Input records:
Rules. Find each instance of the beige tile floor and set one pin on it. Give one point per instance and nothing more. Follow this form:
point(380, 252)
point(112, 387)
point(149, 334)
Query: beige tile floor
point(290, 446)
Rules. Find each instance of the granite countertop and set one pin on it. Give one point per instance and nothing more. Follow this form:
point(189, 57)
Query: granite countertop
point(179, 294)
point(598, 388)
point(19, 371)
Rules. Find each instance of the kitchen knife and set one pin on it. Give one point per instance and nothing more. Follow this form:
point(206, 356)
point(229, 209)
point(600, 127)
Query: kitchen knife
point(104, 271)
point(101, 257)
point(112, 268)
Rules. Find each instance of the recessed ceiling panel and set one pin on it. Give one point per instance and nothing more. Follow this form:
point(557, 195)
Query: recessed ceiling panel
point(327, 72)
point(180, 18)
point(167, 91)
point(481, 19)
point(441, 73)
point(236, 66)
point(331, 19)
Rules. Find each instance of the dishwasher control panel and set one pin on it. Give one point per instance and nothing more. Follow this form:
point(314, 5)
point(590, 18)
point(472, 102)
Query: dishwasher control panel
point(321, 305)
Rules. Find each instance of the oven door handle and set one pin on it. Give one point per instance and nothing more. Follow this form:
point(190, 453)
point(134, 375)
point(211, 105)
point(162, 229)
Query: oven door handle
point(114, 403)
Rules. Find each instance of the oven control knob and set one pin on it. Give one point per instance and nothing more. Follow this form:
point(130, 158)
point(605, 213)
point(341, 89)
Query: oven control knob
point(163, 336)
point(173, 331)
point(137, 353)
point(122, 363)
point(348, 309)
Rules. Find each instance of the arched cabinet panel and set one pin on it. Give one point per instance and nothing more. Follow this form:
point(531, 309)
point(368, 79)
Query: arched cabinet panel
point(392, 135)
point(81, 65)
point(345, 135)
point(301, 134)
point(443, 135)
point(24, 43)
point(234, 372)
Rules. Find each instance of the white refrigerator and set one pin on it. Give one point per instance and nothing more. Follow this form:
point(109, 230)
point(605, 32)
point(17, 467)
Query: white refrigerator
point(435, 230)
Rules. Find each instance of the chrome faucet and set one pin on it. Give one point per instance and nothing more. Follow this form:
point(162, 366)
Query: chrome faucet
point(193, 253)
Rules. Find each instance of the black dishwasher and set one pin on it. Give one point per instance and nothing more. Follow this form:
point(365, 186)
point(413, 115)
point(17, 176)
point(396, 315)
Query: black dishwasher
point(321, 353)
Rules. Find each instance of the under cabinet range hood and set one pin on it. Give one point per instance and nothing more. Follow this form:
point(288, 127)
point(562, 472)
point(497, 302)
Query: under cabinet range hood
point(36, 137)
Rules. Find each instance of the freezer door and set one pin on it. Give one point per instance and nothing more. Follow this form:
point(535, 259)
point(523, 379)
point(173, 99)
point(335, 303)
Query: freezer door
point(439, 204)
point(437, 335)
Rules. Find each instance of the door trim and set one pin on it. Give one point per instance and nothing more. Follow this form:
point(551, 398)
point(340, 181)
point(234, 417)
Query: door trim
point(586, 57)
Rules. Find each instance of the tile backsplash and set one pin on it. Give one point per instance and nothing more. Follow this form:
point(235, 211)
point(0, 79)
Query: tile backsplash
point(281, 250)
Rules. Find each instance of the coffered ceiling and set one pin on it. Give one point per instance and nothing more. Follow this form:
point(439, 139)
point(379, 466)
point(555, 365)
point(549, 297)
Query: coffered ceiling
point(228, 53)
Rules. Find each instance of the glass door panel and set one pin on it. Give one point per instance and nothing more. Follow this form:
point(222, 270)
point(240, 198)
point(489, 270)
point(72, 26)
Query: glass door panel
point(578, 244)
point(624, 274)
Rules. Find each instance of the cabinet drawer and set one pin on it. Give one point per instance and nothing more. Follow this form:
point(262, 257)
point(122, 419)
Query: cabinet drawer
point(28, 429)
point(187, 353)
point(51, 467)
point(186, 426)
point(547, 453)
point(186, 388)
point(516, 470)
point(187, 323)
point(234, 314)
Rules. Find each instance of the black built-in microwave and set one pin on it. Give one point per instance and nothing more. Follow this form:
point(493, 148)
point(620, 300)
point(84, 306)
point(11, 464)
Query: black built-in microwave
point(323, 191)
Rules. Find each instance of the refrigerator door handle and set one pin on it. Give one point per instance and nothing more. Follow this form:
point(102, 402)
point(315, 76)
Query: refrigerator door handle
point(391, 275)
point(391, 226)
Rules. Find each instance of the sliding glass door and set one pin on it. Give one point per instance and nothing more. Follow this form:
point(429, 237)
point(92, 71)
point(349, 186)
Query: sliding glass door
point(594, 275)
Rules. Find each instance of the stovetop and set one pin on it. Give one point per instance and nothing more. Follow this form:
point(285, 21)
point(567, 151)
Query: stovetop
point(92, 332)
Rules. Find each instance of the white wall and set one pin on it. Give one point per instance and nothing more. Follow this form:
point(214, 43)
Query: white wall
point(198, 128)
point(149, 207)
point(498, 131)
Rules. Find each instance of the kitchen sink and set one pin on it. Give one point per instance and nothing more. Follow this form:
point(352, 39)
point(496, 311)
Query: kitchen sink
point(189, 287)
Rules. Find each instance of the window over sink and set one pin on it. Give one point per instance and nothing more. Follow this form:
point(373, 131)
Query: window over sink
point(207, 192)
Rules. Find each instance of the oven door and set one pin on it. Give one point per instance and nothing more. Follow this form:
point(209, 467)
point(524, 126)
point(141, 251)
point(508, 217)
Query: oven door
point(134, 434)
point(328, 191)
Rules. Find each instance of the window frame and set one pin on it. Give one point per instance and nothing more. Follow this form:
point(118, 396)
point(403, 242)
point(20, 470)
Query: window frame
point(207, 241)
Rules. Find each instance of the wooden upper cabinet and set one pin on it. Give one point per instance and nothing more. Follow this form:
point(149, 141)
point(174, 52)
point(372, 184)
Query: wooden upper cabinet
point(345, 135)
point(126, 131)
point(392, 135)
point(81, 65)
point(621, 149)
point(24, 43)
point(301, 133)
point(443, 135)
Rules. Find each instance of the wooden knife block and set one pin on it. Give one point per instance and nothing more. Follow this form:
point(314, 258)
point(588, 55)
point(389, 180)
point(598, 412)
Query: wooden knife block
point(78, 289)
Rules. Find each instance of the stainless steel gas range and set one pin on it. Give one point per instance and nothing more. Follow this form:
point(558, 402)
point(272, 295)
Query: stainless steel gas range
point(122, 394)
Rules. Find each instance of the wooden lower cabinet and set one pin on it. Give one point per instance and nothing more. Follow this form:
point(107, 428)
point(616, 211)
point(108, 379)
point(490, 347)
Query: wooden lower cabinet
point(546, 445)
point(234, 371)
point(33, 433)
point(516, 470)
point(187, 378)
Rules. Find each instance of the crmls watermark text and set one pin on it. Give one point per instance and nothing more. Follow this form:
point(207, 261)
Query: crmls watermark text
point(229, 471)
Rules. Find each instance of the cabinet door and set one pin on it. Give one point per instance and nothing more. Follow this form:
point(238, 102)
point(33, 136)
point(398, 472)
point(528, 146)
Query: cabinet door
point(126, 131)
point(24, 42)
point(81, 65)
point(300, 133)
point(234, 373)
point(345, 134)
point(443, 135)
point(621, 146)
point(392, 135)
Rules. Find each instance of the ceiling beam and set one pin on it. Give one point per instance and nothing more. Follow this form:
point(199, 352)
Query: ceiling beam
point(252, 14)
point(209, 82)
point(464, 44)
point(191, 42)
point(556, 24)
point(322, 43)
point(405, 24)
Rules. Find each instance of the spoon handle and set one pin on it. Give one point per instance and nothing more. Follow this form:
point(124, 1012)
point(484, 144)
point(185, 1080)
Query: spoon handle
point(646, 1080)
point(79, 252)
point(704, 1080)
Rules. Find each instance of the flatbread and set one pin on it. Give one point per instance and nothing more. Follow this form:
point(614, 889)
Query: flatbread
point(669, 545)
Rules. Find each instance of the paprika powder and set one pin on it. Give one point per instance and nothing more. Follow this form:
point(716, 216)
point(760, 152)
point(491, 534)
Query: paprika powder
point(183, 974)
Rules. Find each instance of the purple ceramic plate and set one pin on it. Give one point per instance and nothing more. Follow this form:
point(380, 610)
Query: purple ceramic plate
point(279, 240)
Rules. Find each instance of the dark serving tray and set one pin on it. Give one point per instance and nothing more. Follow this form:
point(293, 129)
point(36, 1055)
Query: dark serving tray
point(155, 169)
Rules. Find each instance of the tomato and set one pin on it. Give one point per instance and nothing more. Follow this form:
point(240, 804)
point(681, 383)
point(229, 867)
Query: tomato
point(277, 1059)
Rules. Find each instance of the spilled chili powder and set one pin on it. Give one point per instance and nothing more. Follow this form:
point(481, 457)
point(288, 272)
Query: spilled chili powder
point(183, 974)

Instructions for the task: Rewrite the data above as a numbered list, from its first line up to and including the line with "point(234, 372)", leaving out any blank lines.

Solution for this exercise:
1. Rules. Find each instance of the beige tile floor and set one pin on it. Give one point per instance and nothing more. Follow this form:
2. point(380, 252)
3. point(112, 387)
4. point(149, 334)
5. Query: beige tile floor
6. point(290, 446)
7. Rules. Find each instance of the granite countertop and set one pin on it. Give one point per instance and nothing more. Follow this form:
8. point(189, 57)
9. Query: granite countertop
10. point(179, 294)
11. point(598, 388)
12. point(19, 371)
13. Rules. Find each instance of the kitchen knife and set one pin on it. Give one point per instance and nothing more. Follow this form:
14. point(206, 356)
15. point(229, 209)
16. point(600, 127)
17. Query: kitchen knife
18. point(104, 271)
19. point(101, 257)
20. point(112, 268)
21. Rules. Find each instance of the recessed ceiling panel and set one pin on it. Give one point per instance and nothing more. Follow this form:
22. point(557, 195)
23. Query: recessed ceiling panel
24. point(327, 72)
25. point(180, 18)
26. point(167, 91)
27. point(481, 19)
28. point(441, 73)
29. point(236, 66)
30. point(331, 19)
31. Rules. Find each instance of the dishwasher control panel and set one pin on it. Give one point per instance and nothing more. Follow this form:
32. point(314, 5)
33. point(590, 18)
34. point(472, 102)
35. Query: dishwasher control panel
36. point(321, 305)
37. Rules. Find each instance of the oven door handle and set one pin on it. Give one point per instance and nothing more. Follow this form:
38. point(190, 453)
39. point(134, 375)
40. point(211, 105)
41. point(162, 229)
42. Query: oven door handle
43. point(114, 403)
44. Rules. Find each instance of the oven control knob and set one pin on it. Give one point per instance and nothing more. Follow this form:
45. point(130, 158)
46. point(605, 213)
47. point(341, 89)
48. Query: oven control knob
49. point(163, 336)
50. point(173, 331)
51. point(137, 353)
52. point(122, 363)
53. point(348, 309)
54. Rules. Find each instance of the arched cabinet panel and set one pin on it. Give one point per instance and nothing more. Follow this form:
55. point(531, 309)
56. point(368, 79)
57. Query: arched cabinet panel
58. point(392, 135)
59. point(81, 65)
60. point(345, 135)
61. point(301, 134)
62. point(443, 135)
63. point(24, 43)
64. point(234, 372)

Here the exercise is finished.